== Your tasks ==
A. Using the passage about Edward "Anzac" Fisher, answer these:
(i) Which two Victorian Football League clubs did he play with?
(ii) Where and on what date was he born?
(iii) What medal was he awarded, and on what date?
B. From the passage about Edward "Anzac" Fisher, output the part starting at "Fisher was a" and ending at "17 June 1918.".

┌─ Source passage

Edward Edgar "Anzac" Fisher (11 July 1887 – 24 January 1954) was  a former Australian rules footballer who played with St Kilda and Richmond in the Victorian Football League (VFL).
Fisher was a strong, courageous ruck-rover who came to the Tigers as a result of serving with several Richmond players during the First World War. Fisher was in the A.I.F. for the duration of World War One, firstly at Gallipoli and then in France, hence his nickname "Anzac".

Family
The son of John Hunter Fisher, and Agnes Fisher, née Parker, Edward Edgar Fisher was born at Richmond, Victoria on 11 July 1887.

He married Agnes Pauline Plunkett (1889-) in 1911; they were divorced in 1924.

Military service
He served in the First AIF. He was awarded the Meritorious Service Medal (MSM) on 17 June 1918.

└─
┌─ Entries supplied

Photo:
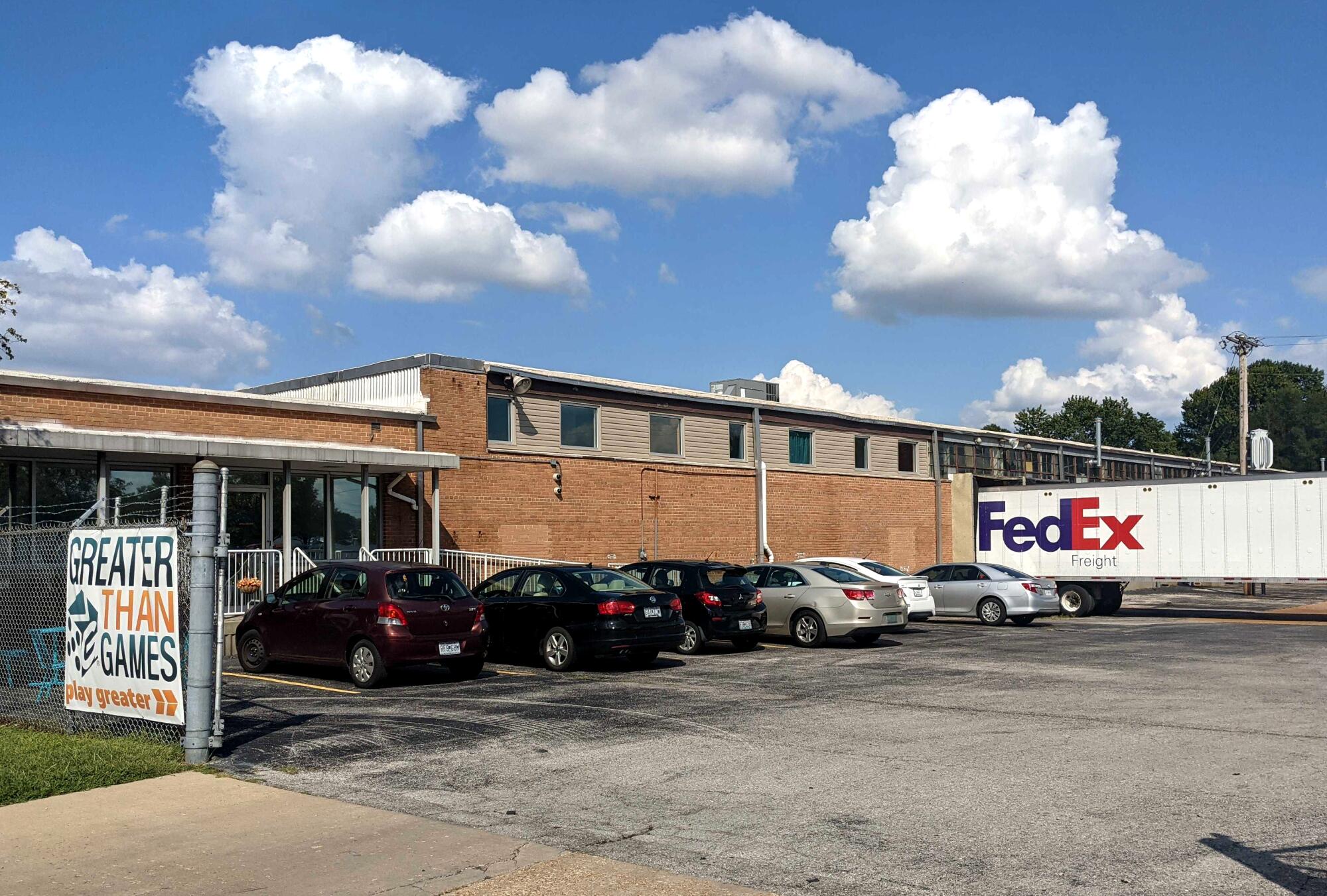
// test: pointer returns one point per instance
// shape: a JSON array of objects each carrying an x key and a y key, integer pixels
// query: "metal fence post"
[{"x": 202, "y": 617}]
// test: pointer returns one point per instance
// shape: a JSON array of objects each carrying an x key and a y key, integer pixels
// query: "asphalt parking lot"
[{"x": 1138, "y": 753}]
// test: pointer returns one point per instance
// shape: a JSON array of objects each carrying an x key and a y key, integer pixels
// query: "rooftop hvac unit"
[
  {"x": 1260, "y": 450},
  {"x": 760, "y": 389}
]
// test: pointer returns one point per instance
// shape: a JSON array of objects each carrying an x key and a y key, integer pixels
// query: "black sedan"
[
  {"x": 719, "y": 602},
  {"x": 570, "y": 613}
]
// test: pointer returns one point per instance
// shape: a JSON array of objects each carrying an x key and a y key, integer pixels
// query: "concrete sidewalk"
[{"x": 202, "y": 834}]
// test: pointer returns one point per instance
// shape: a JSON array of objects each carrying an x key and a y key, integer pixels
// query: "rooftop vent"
[{"x": 746, "y": 389}]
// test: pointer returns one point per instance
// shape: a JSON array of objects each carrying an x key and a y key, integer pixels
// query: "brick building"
[{"x": 525, "y": 462}]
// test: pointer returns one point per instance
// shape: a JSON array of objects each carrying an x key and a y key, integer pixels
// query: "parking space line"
[{"x": 294, "y": 684}]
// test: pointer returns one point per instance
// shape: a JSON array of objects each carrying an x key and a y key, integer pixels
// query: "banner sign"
[{"x": 123, "y": 627}]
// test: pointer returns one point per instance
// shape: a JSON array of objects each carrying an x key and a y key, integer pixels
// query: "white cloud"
[
  {"x": 318, "y": 142},
  {"x": 135, "y": 322},
  {"x": 1155, "y": 362},
  {"x": 801, "y": 385},
  {"x": 1313, "y": 281},
  {"x": 574, "y": 218},
  {"x": 447, "y": 245},
  {"x": 716, "y": 110},
  {"x": 992, "y": 210}
]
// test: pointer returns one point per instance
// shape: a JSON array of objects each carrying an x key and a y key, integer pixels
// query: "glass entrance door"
[{"x": 247, "y": 520}]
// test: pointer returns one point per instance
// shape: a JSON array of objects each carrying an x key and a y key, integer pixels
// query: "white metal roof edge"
[
  {"x": 209, "y": 395},
  {"x": 60, "y": 438}
]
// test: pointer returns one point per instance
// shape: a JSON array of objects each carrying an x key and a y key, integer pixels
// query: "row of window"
[{"x": 581, "y": 430}]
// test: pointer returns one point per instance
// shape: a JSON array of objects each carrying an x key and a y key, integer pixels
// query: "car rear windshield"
[
  {"x": 425, "y": 585},
  {"x": 880, "y": 569},
  {"x": 1009, "y": 572},
  {"x": 733, "y": 576},
  {"x": 610, "y": 581},
  {"x": 837, "y": 574}
]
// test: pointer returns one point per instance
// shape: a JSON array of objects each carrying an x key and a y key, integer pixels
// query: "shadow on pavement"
[{"x": 1268, "y": 864}]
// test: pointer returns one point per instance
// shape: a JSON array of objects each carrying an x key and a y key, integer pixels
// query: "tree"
[
  {"x": 1287, "y": 399},
  {"x": 9, "y": 336}
]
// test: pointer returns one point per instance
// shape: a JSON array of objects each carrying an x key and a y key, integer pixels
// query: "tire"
[
  {"x": 991, "y": 611},
  {"x": 366, "y": 665},
  {"x": 642, "y": 659},
  {"x": 807, "y": 630},
  {"x": 253, "y": 653},
  {"x": 558, "y": 650},
  {"x": 466, "y": 669},
  {"x": 693, "y": 639},
  {"x": 1077, "y": 602}
]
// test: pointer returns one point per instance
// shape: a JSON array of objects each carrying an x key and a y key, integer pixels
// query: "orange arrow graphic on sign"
[{"x": 167, "y": 702}]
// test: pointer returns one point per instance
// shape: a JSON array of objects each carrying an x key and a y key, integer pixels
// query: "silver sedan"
[
  {"x": 815, "y": 602},
  {"x": 991, "y": 593}
]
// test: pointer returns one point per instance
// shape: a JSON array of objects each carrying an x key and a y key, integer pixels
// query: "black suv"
[{"x": 719, "y": 602}]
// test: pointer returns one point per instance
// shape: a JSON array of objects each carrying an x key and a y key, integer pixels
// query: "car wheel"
[
  {"x": 558, "y": 650},
  {"x": 366, "y": 665},
  {"x": 1077, "y": 602},
  {"x": 253, "y": 653},
  {"x": 693, "y": 639},
  {"x": 807, "y": 630},
  {"x": 991, "y": 611},
  {"x": 468, "y": 669},
  {"x": 642, "y": 659}
]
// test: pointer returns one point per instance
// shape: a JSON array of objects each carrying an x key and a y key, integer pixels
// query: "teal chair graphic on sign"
[{"x": 46, "y": 646}]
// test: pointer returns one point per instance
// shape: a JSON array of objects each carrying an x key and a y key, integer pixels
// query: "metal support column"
[
  {"x": 202, "y": 614},
  {"x": 437, "y": 521}
]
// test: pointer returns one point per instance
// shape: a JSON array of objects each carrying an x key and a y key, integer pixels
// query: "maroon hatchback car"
[{"x": 368, "y": 618}]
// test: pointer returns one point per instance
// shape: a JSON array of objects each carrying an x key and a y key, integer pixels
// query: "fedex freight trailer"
[{"x": 1095, "y": 539}]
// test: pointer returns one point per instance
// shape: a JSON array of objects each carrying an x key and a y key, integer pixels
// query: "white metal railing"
[
  {"x": 474, "y": 568},
  {"x": 250, "y": 564},
  {"x": 301, "y": 562},
  {"x": 403, "y": 554}
]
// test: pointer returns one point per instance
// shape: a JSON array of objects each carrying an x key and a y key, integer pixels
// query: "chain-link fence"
[{"x": 34, "y": 638}]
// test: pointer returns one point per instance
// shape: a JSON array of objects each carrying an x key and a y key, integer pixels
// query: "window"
[
  {"x": 665, "y": 435},
  {"x": 907, "y": 456},
  {"x": 307, "y": 588},
  {"x": 800, "y": 447},
  {"x": 737, "y": 442},
  {"x": 498, "y": 588},
  {"x": 500, "y": 419},
  {"x": 348, "y": 584},
  {"x": 542, "y": 585},
  {"x": 581, "y": 426}
]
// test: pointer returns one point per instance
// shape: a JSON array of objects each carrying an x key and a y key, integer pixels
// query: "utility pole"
[{"x": 1243, "y": 344}]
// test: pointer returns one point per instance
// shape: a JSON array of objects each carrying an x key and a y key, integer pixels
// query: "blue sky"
[{"x": 1218, "y": 107}]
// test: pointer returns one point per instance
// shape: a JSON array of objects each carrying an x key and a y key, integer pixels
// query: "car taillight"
[
  {"x": 391, "y": 614},
  {"x": 708, "y": 600}
]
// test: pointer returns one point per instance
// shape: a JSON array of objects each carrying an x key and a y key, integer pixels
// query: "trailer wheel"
[{"x": 1077, "y": 601}]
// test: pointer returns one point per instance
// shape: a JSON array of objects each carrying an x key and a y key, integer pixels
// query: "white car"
[{"x": 916, "y": 589}]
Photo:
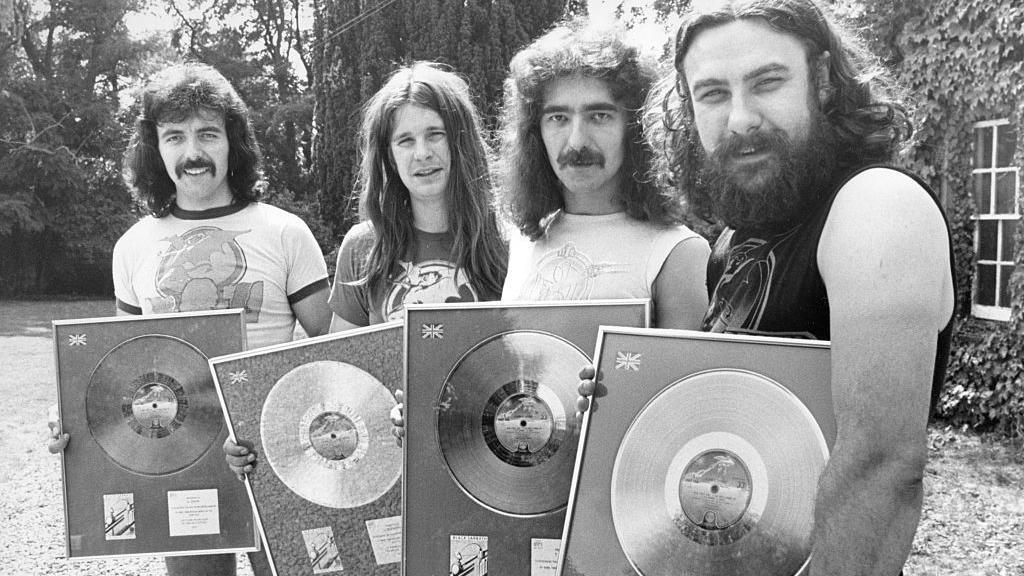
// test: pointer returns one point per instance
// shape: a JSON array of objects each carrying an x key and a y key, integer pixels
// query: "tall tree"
[
  {"x": 359, "y": 42},
  {"x": 64, "y": 65}
]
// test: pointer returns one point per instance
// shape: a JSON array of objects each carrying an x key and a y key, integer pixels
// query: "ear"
[{"x": 824, "y": 88}]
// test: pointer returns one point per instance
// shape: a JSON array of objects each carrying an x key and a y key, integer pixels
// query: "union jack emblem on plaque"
[
  {"x": 628, "y": 361},
  {"x": 432, "y": 331}
]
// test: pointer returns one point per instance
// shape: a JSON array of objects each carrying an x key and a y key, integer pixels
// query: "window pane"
[
  {"x": 1008, "y": 240},
  {"x": 987, "y": 236},
  {"x": 984, "y": 279},
  {"x": 982, "y": 186},
  {"x": 1005, "y": 286},
  {"x": 983, "y": 148},
  {"x": 1006, "y": 142},
  {"x": 1006, "y": 193}
]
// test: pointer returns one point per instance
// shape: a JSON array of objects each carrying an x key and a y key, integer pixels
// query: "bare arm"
[
  {"x": 680, "y": 290},
  {"x": 884, "y": 258},
  {"x": 312, "y": 313}
]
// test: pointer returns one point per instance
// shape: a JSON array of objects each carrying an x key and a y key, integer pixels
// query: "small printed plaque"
[
  {"x": 193, "y": 512},
  {"x": 468, "y": 556},
  {"x": 544, "y": 557},
  {"x": 119, "y": 517},
  {"x": 385, "y": 537},
  {"x": 323, "y": 550}
]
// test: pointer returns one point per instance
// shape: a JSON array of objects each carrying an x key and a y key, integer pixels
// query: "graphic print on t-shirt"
[
  {"x": 743, "y": 290},
  {"x": 566, "y": 274},
  {"x": 428, "y": 282},
  {"x": 200, "y": 270}
]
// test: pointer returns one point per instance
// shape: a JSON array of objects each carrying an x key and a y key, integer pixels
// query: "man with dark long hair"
[
  {"x": 194, "y": 164},
  {"x": 775, "y": 125},
  {"x": 573, "y": 176},
  {"x": 207, "y": 243}
]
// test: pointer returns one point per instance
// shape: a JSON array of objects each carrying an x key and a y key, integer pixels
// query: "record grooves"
[
  {"x": 505, "y": 421},
  {"x": 327, "y": 435},
  {"x": 717, "y": 475},
  {"x": 151, "y": 405}
]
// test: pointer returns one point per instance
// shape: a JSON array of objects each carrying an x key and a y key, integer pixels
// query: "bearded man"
[{"x": 777, "y": 128}]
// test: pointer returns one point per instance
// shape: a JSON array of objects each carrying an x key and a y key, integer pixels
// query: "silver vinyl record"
[
  {"x": 327, "y": 435},
  {"x": 717, "y": 477},
  {"x": 506, "y": 422},
  {"x": 151, "y": 405}
]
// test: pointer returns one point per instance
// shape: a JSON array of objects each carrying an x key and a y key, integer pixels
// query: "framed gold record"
[
  {"x": 491, "y": 430},
  {"x": 326, "y": 487},
  {"x": 702, "y": 456},
  {"x": 143, "y": 472}
]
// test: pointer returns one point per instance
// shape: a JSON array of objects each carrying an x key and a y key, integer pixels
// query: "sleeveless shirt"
[{"x": 771, "y": 285}]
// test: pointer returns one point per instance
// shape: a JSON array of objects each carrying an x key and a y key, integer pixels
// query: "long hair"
[
  {"x": 529, "y": 189},
  {"x": 174, "y": 95},
  {"x": 866, "y": 123},
  {"x": 478, "y": 248}
]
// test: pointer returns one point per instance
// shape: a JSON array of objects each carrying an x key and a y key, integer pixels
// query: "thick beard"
[{"x": 776, "y": 194}]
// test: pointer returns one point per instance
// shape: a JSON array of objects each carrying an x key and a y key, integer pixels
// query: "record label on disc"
[
  {"x": 715, "y": 490},
  {"x": 158, "y": 407},
  {"x": 336, "y": 433},
  {"x": 518, "y": 426}
]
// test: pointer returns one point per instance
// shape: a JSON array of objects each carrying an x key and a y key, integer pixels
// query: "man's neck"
[
  {"x": 591, "y": 203},
  {"x": 197, "y": 204},
  {"x": 430, "y": 216}
]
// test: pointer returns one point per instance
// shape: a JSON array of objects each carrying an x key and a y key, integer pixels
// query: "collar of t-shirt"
[{"x": 209, "y": 213}]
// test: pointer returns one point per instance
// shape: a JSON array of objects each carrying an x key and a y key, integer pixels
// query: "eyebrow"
[
  {"x": 594, "y": 107},
  {"x": 429, "y": 127},
  {"x": 207, "y": 128},
  {"x": 766, "y": 69}
]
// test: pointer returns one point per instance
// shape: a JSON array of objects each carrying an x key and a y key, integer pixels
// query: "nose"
[
  {"x": 193, "y": 148},
  {"x": 423, "y": 150},
  {"x": 578, "y": 136},
  {"x": 743, "y": 116}
]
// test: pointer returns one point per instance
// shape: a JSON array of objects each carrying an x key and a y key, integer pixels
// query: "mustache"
[
  {"x": 193, "y": 163},
  {"x": 580, "y": 157}
]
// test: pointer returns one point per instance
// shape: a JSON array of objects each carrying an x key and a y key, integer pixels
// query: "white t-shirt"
[
  {"x": 254, "y": 256},
  {"x": 585, "y": 257}
]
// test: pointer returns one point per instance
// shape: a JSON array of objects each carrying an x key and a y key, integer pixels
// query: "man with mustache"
[
  {"x": 777, "y": 127},
  {"x": 207, "y": 243},
  {"x": 573, "y": 175}
]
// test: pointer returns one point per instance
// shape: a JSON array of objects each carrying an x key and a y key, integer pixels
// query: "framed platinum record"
[
  {"x": 700, "y": 455},
  {"x": 143, "y": 472},
  {"x": 326, "y": 486},
  {"x": 492, "y": 434}
]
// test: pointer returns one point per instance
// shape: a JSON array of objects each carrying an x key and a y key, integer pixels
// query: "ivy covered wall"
[{"x": 963, "y": 62}]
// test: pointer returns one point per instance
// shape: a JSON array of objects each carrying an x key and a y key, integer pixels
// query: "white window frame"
[{"x": 998, "y": 313}]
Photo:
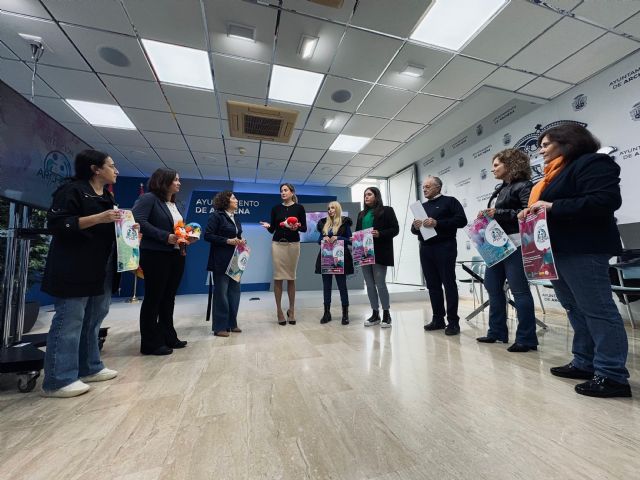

└─

== Exercise responses ==
A.
(i) St Kilda and Richmond
(ii) Richmond, Victoria, on 11 July 1887
(iii) The Meritorious Service Medal (MSM), on 17 June 1918

B.
Fisher was a strong, courageous ruck-rover who came to the Tigers as a result of serving with several Richmond players during the First World War. Fisher was in the A.I.F. for the duration of World War One, firstly at Gallipoli and then in France, hence his nickname "Anzac".

Family
The son of John Hunter Fisher, and Agnes Fisher, née Parker, Edward Edgar Fisher was born at Richmond, Victoria on 11 July 1887.

He married Agnes Pauline Plunkett (1889-) in 1911; they were divorced in 1924.

Military service
He served in the First AIF. He was awarded the Meritorious Service Medal (MSM) on 17 June 1918.